SET EXERCISE A → Rewrite the judgment from "III. Non-pecuniary damage" up to and including "taken into account.", putting "anguish" in place of "distress".
SET EXERCISE B → According to the judgment, on what date did Turkey accept the compulsory jurisdiction of the Court?
SET EXERCISE C → List every calendar year that the judgment mentions.

PAGE →
— Start —

31. The Court recalls that the applicant is still the
legal owner of nine plots of land and one apartment and that its finding of a
violation of Article 1 of Protocol No. 1 was based on the fact that, as a
consequence of being denied access to her land since 1974, she had effectively
lost all control as well as all possibilities to use and enjoy her property (see
the principal judgment cited above, paragraphs 60-64). She is therefore entitled
to a measure of compensation in respect of losses directly related to this
violation of her rights as from the date of Turkey's acceptance of the
compulsory jurisdiction of the Court, namely 22 January 1990, until the present
time.
32. Although the Turkish Government has limited its
submissions to contesting the applicant's right to compensation and has thus not
sought to challenge the applicant's approach to the calculation of her economic
loss, the Court does not for this reason alone accept without question the
estimates provided by the applicant.
33. In this regard the Court considers as reasonable the general approach to
assessing the loss suffered by the applicant with reference to the annual ground
rent, calculated as a percentage of the market value of the property, that could
have been earned on the properties during the relevant period.
However, the applicant's valuation inevitably involves a significant degree of
speculation due to the absence of real data with which to make a comparison and
makes insufficient allowance for the volatility of the property market and its
susceptibility to influences both domestic and international. Her method of
assessment pre-supposes that property prices in the Kyrenia area would have
risen consistently by 12 per cent each year from 1974 until 1997 and that the
applicant would have actually sought to or have been able to rent her plots of
land at 6 per cent of this enhanced value. Even making allowances for the
undoubted development potential of the area in which the land is situated, the
presumption that the property market would have continued to flourish with
sustained growth over a period of 23 years is open to question. The Court
accordingly cannot accept these percentage increases as a realistic basis for
calculating the applicant's loss.
34.
Taking into account the abovementioned uncertainties, inherent in any attempt to
quantify the real losses incurred by the applicant, and making an assessment on
an equitable basis the Court decides to award CYP 300,000 under this head.
III. Non-pecuniary damage
35. The applicant also claimed CYP 621,900 in respect of non-pecuniary
damage. She contended that various aggravating factors directly concerning
her should be taken into account in the Court's assessment. These encompassed
distress and feelings of frustration in face of the prolonged deprivation of her
rights as well as feelings of helplessness connected to the presence of the
Turkish army in northern Cyprus and her unsuccessful efforts to have the
property returned to her. It also had to be borne in mind that the applicant had
grown up in Kyrenia where her family had lived for generations and was now a
displaced person in her own country. The fact that the Turkish Government had
not sought to provide any justification for the interference with her property
rights was a further aggravating factor to be taken into account.
In the applicant's submission there were also factors related to
considerations of the public interest and the public order of Europe. In
addition to the obligation to compensate there was in the present situation a
need for a large award of non-pecuniary damages to act as an inducement to
observe the legal standards set out in the Convention. The slowness and
depressing effects of the procedural pathways open to the applicant, the
dilatory attitude of the respondent Government and the various unfounded
objections raised by it throughout the procedure also had to be taken into
account.

— End —

LISTED RECORDS →
— Start —

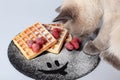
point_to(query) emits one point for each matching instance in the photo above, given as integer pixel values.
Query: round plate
(67, 65)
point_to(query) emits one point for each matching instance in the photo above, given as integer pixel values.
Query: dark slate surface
(68, 65)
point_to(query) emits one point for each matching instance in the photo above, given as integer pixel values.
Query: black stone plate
(68, 65)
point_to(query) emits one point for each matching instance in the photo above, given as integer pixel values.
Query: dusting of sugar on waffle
(31, 33)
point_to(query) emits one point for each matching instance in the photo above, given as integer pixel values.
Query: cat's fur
(81, 17)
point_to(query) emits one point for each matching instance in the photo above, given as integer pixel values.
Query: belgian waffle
(32, 32)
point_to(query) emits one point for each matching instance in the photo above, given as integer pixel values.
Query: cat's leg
(99, 43)
(112, 54)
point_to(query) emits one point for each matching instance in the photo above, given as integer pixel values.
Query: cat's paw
(90, 49)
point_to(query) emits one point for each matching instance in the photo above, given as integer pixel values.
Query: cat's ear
(64, 16)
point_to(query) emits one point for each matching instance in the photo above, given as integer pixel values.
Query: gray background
(15, 16)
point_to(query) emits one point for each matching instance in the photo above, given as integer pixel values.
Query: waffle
(57, 47)
(32, 32)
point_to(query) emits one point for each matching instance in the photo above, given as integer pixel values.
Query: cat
(82, 17)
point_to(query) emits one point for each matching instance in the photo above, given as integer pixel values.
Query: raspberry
(40, 40)
(75, 44)
(30, 43)
(36, 47)
(76, 39)
(55, 34)
(69, 46)
(57, 30)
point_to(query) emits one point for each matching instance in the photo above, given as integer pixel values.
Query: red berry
(76, 39)
(55, 34)
(36, 47)
(75, 44)
(69, 46)
(40, 40)
(30, 43)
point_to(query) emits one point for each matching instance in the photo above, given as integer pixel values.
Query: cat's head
(80, 17)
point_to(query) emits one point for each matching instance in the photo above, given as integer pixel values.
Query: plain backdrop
(15, 16)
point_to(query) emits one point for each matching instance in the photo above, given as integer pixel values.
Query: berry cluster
(73, 44)
(36, 44)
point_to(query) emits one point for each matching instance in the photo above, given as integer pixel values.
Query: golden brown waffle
(32, 32)
(57, 47)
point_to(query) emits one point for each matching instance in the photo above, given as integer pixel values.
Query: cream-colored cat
(81, 17)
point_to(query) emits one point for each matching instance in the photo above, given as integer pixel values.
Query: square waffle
(32, 32)
(57, 47)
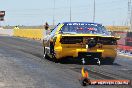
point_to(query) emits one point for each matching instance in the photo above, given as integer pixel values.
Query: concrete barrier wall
(29, 33)
(6, 32)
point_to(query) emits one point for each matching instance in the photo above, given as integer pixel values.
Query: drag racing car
(81, 40)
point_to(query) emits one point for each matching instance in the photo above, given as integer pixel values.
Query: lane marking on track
(125, 55)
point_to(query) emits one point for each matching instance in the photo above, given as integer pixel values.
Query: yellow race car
(86, 41)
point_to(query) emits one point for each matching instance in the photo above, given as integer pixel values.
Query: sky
(37, 12)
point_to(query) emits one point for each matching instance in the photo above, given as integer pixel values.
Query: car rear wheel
(44, 53)
(107, 61)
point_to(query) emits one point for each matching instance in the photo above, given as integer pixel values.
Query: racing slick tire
(45, 53)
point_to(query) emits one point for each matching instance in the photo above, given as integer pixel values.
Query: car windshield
(84, 28)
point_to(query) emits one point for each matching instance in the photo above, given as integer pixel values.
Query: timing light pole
(70, 10)
(94, 12)
(129, 15)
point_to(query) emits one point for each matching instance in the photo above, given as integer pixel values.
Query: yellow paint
(29, 33)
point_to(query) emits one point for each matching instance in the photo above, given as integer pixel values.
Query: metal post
(54, 14)
(70, 10)
(94, 12)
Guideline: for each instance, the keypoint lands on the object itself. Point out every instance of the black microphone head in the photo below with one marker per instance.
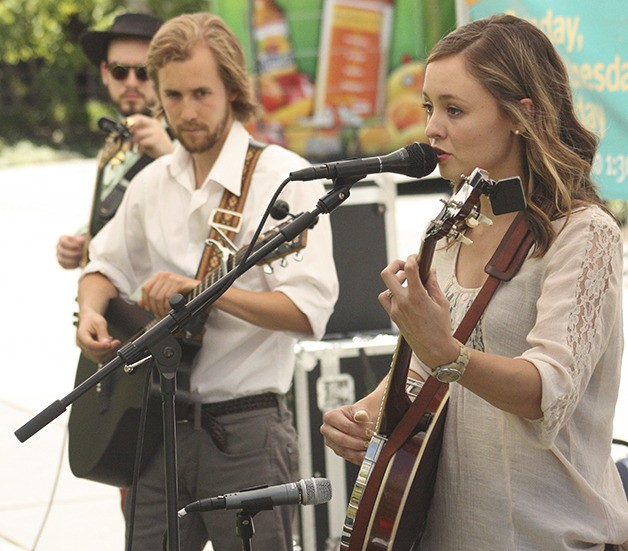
(106, 124)
(423, 159)
(315, 491)
(280, 209)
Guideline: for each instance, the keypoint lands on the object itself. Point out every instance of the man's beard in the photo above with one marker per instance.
(135, 107)
(207, 141)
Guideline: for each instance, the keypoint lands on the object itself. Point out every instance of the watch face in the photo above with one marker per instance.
(448, 375)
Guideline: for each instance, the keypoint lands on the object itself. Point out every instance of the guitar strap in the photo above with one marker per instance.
(503, 266)
(226, 220)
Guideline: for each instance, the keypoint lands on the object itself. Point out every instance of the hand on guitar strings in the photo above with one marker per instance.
(347, 430)
(94, 339)
(420, 311)
(158, 289)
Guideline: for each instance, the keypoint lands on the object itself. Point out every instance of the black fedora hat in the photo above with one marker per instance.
(128, 25)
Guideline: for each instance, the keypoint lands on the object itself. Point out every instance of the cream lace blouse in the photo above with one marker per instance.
(506, 483)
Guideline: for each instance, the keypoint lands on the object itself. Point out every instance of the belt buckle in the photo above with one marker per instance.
(225, 226)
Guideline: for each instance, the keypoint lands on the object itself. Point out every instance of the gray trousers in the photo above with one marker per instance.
(261, 448)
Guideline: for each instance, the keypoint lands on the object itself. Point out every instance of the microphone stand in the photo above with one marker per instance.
(160, 343)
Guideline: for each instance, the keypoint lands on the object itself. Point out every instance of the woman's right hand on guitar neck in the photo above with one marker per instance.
(347, 430)
(92, 335)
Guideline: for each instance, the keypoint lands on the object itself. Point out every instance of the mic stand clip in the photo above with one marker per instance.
(160, 343)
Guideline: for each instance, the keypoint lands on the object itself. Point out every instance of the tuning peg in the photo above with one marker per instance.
(462, 238)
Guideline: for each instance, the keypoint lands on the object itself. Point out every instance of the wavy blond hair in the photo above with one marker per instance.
(514, 60)
(175, 41)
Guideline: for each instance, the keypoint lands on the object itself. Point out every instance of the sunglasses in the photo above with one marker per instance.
(121, 72)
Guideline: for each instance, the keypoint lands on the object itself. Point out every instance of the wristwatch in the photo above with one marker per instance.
(452, 372)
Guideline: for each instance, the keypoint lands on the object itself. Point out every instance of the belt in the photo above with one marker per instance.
(240, 405)
(208, 413)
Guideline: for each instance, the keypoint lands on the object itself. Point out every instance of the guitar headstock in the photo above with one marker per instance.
(461, 211)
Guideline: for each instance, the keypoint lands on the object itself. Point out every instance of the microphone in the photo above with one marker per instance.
(415, 160)
(312, 491)
(109, 126)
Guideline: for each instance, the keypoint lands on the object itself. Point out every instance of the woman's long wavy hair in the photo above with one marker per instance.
(514, 60)
(175, 41)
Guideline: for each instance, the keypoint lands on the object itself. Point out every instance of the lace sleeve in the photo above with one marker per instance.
(576, 311)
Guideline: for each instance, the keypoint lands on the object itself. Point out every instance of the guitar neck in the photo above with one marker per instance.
(396, 401)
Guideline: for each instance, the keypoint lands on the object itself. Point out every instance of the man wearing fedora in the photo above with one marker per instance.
(133, 141)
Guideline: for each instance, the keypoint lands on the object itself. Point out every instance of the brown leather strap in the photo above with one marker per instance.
(503, 265)
(228, 216)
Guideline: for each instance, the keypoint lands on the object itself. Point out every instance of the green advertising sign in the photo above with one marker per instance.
(591, 38)
(338, 78)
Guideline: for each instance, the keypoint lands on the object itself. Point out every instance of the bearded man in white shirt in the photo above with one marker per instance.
(155, 242)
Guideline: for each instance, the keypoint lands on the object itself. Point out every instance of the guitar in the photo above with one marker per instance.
(103, 424)
(388, 506)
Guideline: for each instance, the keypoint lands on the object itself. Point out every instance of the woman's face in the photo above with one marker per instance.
(465, 124)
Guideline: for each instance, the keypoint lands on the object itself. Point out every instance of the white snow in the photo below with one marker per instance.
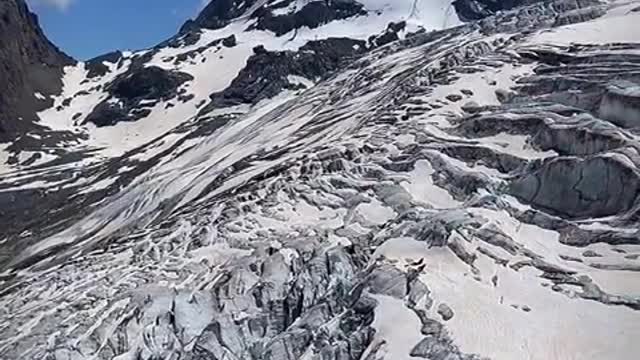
(619, 26)
(557, 327)
(422, 188)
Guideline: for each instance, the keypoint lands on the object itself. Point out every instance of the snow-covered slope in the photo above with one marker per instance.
(466, 193)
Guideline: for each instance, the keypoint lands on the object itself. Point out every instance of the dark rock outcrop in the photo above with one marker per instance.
(471, 10)
(593, 187)
(96, 66)
(218, 14)
(266, 72)
(30, 64)
(130, 89)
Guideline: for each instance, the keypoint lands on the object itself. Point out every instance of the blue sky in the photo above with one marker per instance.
(87, 28)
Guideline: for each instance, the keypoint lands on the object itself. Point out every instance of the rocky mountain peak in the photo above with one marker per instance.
(31, 68)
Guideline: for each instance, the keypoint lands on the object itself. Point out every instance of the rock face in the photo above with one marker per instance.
(135, 90)
(311, 15)
(469, 10)
(217, 14)
(279, 17)
(30, 65)
(267, 73)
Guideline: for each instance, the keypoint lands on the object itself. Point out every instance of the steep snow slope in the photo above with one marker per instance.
(461, 194)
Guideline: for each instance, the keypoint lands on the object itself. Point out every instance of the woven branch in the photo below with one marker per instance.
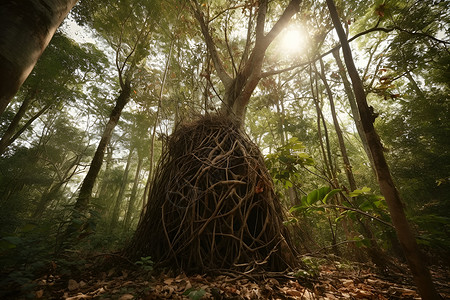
(212, 205)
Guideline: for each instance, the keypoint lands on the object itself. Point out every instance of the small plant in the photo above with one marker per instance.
(146, 263)
(195, 294)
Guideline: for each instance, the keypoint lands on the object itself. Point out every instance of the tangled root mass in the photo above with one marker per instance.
(212, 205)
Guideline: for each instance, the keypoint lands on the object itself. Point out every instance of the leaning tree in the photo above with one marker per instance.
(212, 203)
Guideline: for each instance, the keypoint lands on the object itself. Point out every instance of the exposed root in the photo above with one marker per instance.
(212, 204)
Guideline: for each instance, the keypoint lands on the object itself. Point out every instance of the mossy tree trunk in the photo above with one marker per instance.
(26, 29)
(419, 270)
(240, 86)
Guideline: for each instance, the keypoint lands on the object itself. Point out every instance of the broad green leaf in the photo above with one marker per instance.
(330, 194)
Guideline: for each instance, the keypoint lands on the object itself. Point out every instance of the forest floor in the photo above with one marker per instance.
(330, 280)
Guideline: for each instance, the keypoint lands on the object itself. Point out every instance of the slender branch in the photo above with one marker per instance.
(358, 211)
(221, 72)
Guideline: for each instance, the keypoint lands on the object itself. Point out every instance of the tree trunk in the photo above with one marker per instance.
(353, 106)
(238, 89)
(420, 272)
(152, 141)
(123, 186)
(6, 138)
(337, 127)
(27, 27)
(54, 188)
(131, 203)
(88, 183)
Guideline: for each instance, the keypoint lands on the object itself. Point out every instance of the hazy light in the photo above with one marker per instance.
(292, 41)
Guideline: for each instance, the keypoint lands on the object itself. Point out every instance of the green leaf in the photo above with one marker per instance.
(357, 193)
(317, 195)
(330, 194)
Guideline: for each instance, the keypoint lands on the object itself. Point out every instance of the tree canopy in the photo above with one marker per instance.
(81, 141)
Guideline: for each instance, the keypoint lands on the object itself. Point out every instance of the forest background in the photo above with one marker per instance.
(150, 58)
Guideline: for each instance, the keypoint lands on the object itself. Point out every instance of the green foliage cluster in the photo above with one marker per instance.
(403, 61)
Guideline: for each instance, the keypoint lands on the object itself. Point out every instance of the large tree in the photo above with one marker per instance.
(405, 235)
(26, 29)
(212, 203)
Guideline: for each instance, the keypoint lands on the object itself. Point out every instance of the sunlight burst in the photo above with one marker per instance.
(293, 41)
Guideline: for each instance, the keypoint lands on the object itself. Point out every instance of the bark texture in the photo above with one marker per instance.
(97, 161)
(26, 29)
(420, 272)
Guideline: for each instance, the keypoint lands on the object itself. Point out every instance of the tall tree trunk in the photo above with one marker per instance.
(353, 106)
(420, 272)
(131, 203)
(88, 183)
(155, 124)
(239, 88)
(123, 186)
(26, 29)
(337, 127)
(54, 188)
(6, 138)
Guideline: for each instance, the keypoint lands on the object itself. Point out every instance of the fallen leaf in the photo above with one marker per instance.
(39, 294)
(72, 285)
(126, 297)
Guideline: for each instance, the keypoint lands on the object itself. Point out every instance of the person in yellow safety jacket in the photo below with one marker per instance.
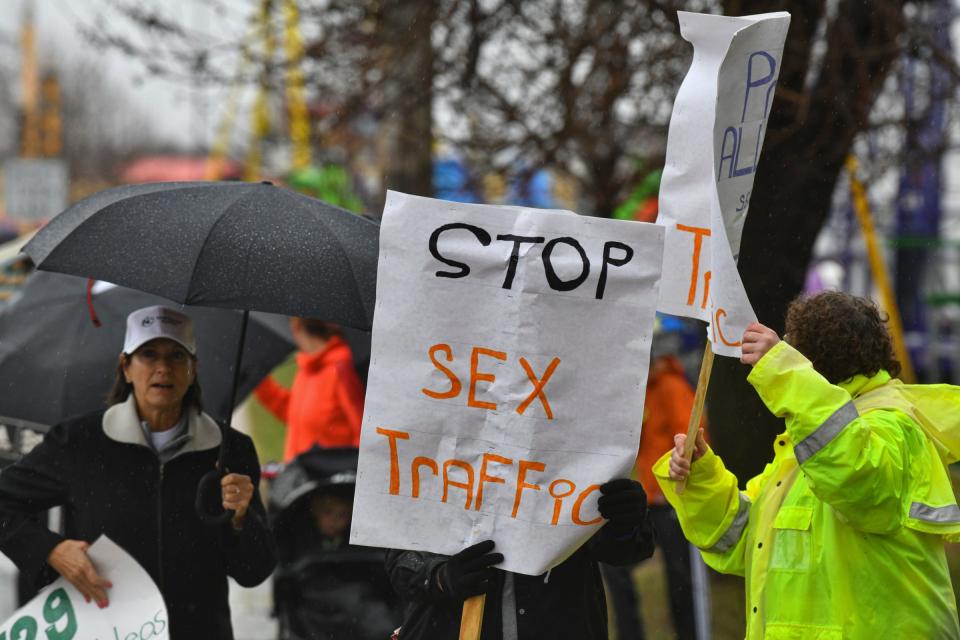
(842, 534)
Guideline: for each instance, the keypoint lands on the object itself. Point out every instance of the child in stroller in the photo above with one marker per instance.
(326, 589)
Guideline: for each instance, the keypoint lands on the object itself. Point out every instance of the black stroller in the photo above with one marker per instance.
(326, 589)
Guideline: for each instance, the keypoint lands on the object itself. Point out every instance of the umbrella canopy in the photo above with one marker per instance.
(221, 244)
(55, 363)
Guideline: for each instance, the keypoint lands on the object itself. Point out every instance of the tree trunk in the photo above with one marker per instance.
(811, 131)
(409, 153)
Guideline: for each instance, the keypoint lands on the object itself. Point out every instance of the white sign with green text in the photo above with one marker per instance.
(136, 610)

— End —

WRITTEN REPLY A →
III. Non-pecuniary damage
35. The applicant also claimed CYP 621,900 in respect of non-pecuniary
damage. She contended that various aggravating factors directly concerning
her should be taken into account in the Court's assessment. These encompassed
anguish and feelings of frustration in face of the prolonged deprivation of her
rights as well as feelings of helplessness connected to the presence of the
Turkish army in northern Cyprus and her unsuccessful efforts to have the
property returned to her. It also had to be borne in mind that the applicant had
grown up in Kyrenia where her family had lived for generations and was now a
displaced person in her own country. The fact that the Turkish Government had
not sought to provide any justification for the interference with her property
rights was a further aggravating factor to be taken into account.

WRITTEN REPLY B → 22 January 1990

WRITTEN REPLY C → 1974, 1990, 1997